In the records below, take the part that opens with the line containing "Mark one point on every instance of the cymbal" and closes with the line containing "Target: sneaker". Rewrite that part with "pixel pairs" changed to "coordinate pairs" and everything else left as it is.

Records from a dataset:
[START]
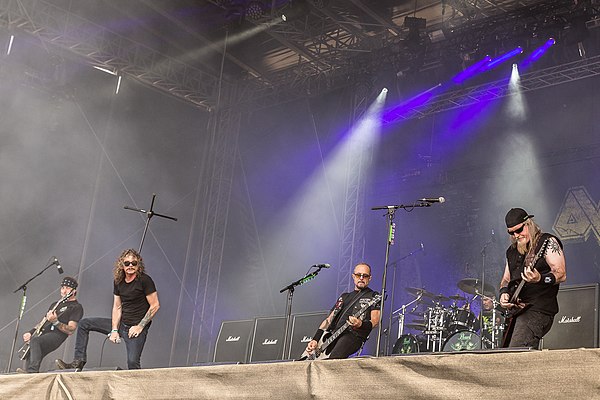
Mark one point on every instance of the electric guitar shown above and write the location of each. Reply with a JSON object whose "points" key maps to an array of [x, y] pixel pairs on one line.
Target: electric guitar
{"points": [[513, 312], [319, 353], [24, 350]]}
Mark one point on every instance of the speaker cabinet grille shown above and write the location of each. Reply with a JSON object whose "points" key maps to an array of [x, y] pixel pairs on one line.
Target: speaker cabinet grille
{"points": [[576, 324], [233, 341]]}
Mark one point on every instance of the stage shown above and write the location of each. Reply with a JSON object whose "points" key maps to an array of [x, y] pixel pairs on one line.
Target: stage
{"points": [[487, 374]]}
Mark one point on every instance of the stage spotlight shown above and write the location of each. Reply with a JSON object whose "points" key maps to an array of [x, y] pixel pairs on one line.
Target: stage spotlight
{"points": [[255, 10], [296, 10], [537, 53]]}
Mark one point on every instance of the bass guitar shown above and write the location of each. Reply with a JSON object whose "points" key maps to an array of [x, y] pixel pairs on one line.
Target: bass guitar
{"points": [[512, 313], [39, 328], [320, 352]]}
[END]
[START]
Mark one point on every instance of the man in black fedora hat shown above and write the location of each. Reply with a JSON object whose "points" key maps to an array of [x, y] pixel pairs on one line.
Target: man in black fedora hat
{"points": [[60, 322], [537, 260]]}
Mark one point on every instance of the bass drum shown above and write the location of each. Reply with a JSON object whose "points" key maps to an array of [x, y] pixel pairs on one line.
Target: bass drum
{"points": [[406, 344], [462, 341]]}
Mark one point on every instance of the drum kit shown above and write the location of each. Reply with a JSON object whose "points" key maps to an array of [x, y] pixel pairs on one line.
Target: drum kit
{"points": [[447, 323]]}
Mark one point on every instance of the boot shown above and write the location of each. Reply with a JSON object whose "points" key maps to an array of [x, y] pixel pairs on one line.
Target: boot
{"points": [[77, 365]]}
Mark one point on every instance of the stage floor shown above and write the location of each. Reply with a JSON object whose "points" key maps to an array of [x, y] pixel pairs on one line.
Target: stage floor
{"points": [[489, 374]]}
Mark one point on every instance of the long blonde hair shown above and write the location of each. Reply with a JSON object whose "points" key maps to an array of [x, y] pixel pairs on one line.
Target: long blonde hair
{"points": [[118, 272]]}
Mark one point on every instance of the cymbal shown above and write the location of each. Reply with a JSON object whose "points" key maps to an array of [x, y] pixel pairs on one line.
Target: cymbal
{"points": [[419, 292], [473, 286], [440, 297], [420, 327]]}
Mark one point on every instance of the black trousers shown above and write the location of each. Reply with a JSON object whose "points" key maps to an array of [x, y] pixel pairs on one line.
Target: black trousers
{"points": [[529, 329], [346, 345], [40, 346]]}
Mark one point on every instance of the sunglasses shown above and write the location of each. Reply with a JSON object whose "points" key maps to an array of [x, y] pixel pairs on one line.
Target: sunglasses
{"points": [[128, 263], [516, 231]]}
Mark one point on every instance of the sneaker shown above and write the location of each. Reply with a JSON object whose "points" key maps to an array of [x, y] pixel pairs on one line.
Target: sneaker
[END]
**Right answer**
Mark one point on every instance of the cymbal shown above and write the location of each. Reply with a JSON object whose "points" key maps to an array of [x, y] coordinate pairs on one line.
Target: cymbal
{"points": [[419, 292], [473, 286], [440, 297], [420, 327]]}
Mark one point on every instance of the black trousers shown above and write the location of each. Reply with a JSON object whose "points" key maps to an array of [x, y] coordinate pairs on one line.
Target: black trousers
{"points": [[529, 329], [346, 345], [40, 346]]}
Mark one point on every instance of the sunglasses shown above and write the location of each. Reply with a JSON object whose "points" key maps to an array of [x, y] coordinate pairs on one line.
Target: sunglasses
{"points": [[128, 263], [516, 231]]}
Mark one point on every instance of the sneaker shown above and write the location of each. Reply with a JSON object whose "points" key maps to an array of [x, y] coordinate pairs on one line.
Target: sneaker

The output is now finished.